** Tarea asignada 1 **
Reproduce sin cambios estas líneas de los registros: comienza en la línea que contiene "of the striped" y llega hasta el final de los registros, ambas incluidas.

** Texto proporcionado **
++++++++++

En ese ambiente, nacionalismo, socialismo, colonización y juegos políticos es donde surge el sionismo. Lo funda un periodista inteligente y poco sutil, condición indispensable para el ejercicio de la profesión, y se traza una misión que cualquier otro consideraría imposible; construir un estado para el pueblo judío. Como no sabía que era imposible terminaría lográndolo.

No haremos aquí la historia de Theodor Herlz, el periodista devenido en constructor de utopías, ni del sionismo que, minoritario al comienzo, se hizo respetar por su tenacidad y claridad de objetivos. Mencionaremos, sí, que muchos sionistas consideran que el pensamiento socialista es perfectamente compatible con su objetivo; no aspiran a un estado judío regido por la vieja ley de Moisés, sino a un estado laico, conformado por obreros y campesinos, que recoja en sí lo mejor de las esperanzas de los profetas hebreos, la justicia, la paz y la libertad serán los valores de la modernidad que creerán ver anticipados en las palabras de Isaías o Jeremías. Y no se contentan con profesar estas ideas, pretenden hacerlas realidad; de manera que en lugar de emigrar a América prefieren establecerse en los inhóspitos eriales del borde del desierto, allí en la añorada Palestina. Sus granjas colectivas, kibutzim, surgen como pequeños oasis ante la suspicacia y sorpresa de sus vecinos árabes. Toda la organización aprendida en la Europa burguesa, todas la hipótesis esbozadas por los teóricos socialistas, toda la tenacidad de quien se juega la vida son puestas en juego allí y dan nacimiento a un nuevo tipo de judío; el colono.

++++++++++

Registros almacenados

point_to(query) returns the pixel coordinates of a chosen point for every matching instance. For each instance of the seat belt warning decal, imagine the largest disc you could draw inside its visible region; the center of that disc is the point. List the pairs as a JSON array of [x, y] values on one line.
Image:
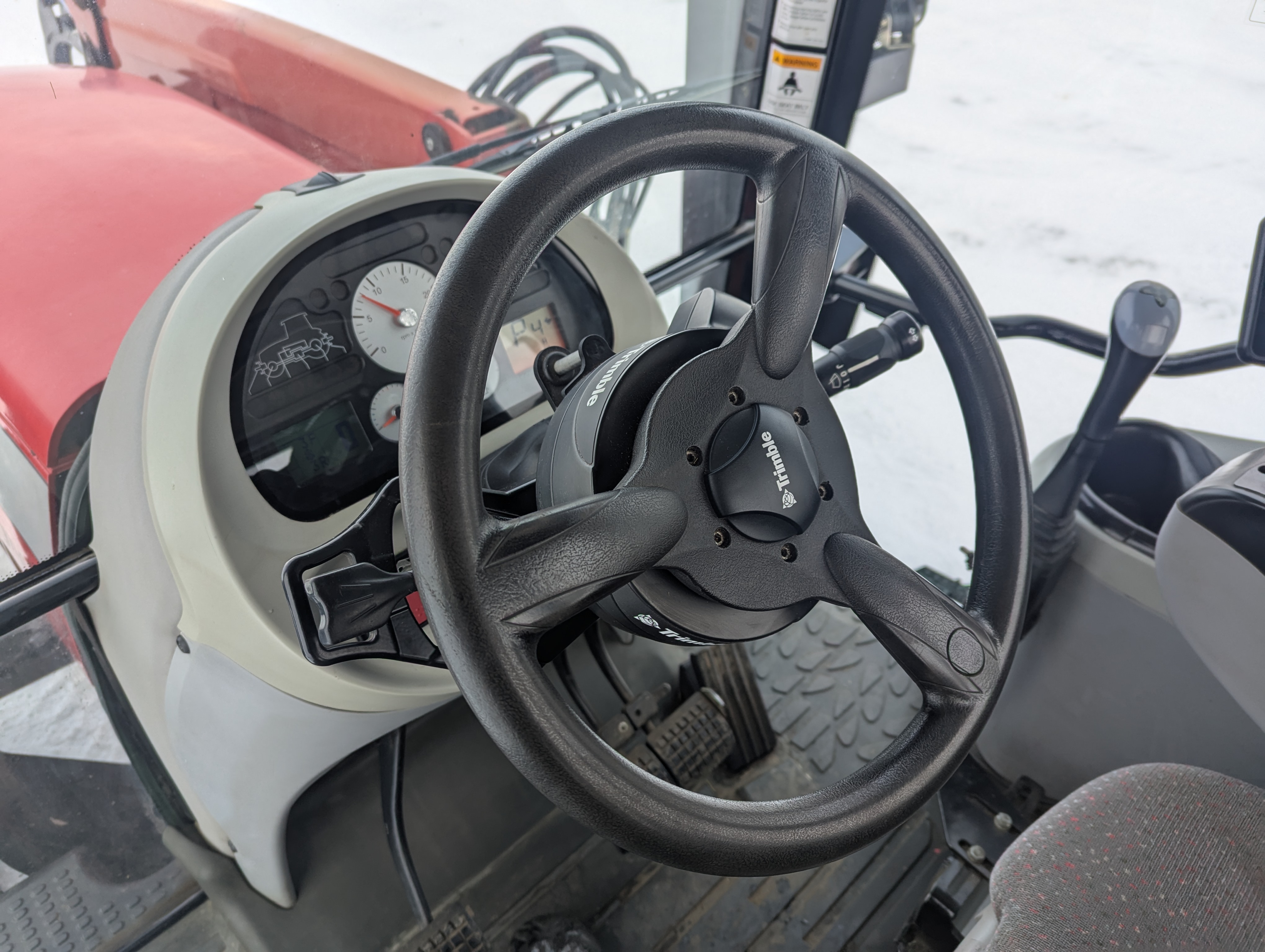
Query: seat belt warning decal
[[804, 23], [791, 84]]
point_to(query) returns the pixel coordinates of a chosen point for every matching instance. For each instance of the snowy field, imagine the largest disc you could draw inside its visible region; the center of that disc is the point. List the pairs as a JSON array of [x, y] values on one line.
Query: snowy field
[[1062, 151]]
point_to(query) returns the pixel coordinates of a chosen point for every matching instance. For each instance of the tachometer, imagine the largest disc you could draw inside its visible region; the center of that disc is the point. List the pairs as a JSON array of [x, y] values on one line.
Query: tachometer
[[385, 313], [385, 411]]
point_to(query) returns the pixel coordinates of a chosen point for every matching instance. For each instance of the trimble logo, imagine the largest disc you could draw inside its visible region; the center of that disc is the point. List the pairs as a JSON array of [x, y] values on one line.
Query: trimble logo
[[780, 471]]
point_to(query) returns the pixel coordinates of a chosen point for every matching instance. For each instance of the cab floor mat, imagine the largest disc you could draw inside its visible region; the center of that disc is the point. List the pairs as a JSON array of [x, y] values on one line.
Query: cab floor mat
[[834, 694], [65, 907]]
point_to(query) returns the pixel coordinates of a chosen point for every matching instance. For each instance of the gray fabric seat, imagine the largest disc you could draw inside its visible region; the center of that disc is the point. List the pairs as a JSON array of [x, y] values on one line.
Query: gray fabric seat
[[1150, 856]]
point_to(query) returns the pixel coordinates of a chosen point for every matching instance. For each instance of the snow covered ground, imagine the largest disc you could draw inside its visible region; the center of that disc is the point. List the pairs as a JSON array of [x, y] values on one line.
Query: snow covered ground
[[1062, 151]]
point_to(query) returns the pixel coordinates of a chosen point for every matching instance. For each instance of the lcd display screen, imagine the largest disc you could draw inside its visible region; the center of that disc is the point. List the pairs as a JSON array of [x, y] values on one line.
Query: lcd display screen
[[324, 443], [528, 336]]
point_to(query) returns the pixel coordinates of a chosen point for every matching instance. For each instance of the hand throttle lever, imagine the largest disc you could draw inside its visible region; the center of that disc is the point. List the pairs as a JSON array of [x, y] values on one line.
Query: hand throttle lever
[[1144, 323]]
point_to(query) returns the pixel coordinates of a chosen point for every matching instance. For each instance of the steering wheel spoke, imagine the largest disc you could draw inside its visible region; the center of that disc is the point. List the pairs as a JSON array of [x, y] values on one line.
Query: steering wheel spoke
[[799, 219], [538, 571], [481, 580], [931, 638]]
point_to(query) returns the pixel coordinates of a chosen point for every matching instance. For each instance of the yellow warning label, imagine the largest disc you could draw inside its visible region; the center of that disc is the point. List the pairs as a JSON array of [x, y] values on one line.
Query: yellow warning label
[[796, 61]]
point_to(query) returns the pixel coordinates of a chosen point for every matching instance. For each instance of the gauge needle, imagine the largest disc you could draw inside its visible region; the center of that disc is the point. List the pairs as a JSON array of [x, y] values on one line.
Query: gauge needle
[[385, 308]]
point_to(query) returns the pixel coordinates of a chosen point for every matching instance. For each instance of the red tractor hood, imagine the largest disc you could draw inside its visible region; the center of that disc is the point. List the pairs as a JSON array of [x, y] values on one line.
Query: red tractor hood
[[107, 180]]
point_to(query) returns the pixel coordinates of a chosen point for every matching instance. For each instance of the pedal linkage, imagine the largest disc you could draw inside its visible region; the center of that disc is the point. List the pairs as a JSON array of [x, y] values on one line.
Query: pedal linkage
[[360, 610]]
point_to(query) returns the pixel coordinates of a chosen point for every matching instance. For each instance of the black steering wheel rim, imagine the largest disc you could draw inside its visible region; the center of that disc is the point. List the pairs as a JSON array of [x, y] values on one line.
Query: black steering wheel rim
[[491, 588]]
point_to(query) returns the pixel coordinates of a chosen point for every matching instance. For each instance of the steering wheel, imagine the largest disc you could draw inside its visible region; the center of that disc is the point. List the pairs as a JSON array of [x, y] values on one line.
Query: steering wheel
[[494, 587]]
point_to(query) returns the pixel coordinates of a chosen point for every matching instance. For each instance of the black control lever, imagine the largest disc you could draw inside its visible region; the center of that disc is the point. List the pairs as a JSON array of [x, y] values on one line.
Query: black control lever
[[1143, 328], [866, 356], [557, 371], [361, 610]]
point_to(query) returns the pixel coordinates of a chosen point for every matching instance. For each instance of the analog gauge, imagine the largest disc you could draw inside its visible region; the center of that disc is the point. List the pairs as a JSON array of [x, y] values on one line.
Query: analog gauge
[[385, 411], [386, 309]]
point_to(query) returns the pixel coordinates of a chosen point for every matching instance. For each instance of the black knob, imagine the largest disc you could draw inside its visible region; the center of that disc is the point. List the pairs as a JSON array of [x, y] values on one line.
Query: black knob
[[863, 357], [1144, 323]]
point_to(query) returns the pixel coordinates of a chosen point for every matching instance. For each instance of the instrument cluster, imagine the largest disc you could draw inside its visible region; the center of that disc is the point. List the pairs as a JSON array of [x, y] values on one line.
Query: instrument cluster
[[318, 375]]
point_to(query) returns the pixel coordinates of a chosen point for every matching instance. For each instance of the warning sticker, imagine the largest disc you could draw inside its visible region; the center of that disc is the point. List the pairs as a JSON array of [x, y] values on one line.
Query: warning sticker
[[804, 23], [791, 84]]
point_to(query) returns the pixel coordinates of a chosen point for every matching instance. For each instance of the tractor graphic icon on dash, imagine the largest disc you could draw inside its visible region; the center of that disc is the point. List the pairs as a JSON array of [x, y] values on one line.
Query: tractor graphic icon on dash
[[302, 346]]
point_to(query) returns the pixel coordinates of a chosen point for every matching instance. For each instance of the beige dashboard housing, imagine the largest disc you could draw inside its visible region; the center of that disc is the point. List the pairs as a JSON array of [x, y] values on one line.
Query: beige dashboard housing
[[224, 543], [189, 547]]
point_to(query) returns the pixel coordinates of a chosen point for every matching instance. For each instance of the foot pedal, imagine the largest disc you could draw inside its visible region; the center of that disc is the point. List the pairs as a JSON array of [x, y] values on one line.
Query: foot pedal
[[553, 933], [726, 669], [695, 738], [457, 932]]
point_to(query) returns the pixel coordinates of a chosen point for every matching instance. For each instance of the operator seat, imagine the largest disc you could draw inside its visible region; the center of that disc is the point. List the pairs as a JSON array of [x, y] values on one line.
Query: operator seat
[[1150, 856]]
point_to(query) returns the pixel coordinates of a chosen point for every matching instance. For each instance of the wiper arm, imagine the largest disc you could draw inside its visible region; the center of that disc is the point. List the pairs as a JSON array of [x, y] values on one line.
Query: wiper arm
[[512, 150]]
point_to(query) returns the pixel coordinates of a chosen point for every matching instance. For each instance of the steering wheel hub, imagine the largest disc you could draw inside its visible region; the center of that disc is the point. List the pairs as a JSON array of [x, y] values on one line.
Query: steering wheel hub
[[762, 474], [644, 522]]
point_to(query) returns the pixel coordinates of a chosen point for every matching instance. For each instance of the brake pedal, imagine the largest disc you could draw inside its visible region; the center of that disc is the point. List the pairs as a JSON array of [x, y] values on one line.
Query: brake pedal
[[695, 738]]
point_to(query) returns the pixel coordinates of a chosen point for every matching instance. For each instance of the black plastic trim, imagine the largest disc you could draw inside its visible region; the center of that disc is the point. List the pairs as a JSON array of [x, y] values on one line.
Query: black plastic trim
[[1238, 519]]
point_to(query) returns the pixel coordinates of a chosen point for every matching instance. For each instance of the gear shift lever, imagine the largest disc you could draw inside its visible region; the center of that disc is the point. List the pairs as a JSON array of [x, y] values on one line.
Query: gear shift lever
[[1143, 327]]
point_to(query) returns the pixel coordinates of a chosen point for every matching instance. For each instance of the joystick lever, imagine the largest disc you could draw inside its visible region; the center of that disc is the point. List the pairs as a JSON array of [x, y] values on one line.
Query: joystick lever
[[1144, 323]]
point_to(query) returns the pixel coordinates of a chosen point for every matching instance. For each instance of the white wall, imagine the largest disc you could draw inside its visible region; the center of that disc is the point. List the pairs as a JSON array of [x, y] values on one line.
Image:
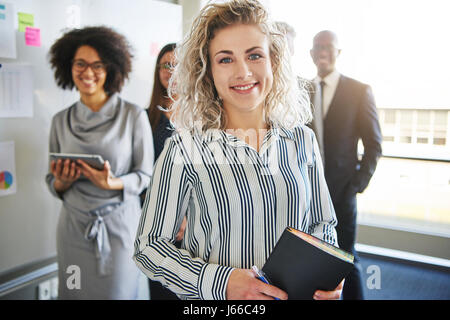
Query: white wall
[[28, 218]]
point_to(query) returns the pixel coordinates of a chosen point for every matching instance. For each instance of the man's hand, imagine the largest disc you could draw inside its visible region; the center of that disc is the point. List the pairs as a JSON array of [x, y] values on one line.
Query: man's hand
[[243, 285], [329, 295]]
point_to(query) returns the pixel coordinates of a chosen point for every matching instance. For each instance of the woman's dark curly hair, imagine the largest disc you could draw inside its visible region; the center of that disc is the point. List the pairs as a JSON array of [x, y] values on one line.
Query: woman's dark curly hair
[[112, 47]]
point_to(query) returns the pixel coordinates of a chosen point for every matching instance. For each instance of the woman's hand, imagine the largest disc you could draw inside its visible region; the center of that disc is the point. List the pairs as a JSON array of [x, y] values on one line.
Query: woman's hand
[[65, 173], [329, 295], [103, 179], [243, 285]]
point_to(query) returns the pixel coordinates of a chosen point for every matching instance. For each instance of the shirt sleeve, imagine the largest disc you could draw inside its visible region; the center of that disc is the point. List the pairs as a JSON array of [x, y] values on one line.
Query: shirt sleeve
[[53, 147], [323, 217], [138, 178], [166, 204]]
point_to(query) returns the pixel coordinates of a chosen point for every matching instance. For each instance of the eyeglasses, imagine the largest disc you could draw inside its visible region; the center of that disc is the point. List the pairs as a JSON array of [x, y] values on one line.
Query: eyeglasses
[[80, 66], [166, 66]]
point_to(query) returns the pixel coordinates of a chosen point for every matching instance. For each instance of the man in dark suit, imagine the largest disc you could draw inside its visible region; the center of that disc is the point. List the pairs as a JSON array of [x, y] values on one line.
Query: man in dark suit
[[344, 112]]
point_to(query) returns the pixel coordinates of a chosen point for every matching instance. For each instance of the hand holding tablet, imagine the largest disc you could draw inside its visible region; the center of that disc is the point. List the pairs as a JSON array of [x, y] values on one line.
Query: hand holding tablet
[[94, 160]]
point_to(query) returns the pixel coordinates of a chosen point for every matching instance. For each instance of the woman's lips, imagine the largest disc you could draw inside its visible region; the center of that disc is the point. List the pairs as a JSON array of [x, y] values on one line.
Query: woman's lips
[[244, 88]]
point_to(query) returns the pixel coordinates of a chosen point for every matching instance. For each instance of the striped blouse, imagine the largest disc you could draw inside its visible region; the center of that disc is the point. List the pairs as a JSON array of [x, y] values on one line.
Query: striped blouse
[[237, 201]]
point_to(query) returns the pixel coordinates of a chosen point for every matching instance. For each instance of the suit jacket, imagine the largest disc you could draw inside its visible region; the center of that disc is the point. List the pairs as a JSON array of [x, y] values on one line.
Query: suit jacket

++++++++++

** Tarea asignada 2 **
Reescribe el fragmento del texto sobre el sionismo que comienza en las palabras "En ese ambiente, nacionalismo, socialismo, colonización" y termina después de "imposible terminaría lográndolo.", sustituyendo "periodista" por "reportero".

** Respuesta 1 **
point_to(query) returns the pixel coordinates of a chosen point for every matching instance. For each instance of the striped blouse, imagine the largest disc you could draw inside its visible region; the center of that disc is the point. List the pairs as a JSON array of [x, y] values on one line.
Query: striped blouse
[[237, 201]]
point_to(query) returns the pixel coordinates of a chosen point for every matching instance. For each instance of the suit jacket, imagine the largest disc you could draw inside its visible region; the center of that disc is the point. List the pairs as a JSON array of [x, y] values on one line.
Query: suit jacket

** Respuesta 2 **
En ese ambiente, nacionalismo, socialismo, colonización y juegos políticos es donde surge el sionismo. Lo funda un reportero inteligente y poco sutil, condición indispensable para el ejercicio de la profesión, y se traza una misión que cualquier otro consideraría imposible; construir un estado para el pueblo judío. Como no sabía que era imposible terminaría lográndolo.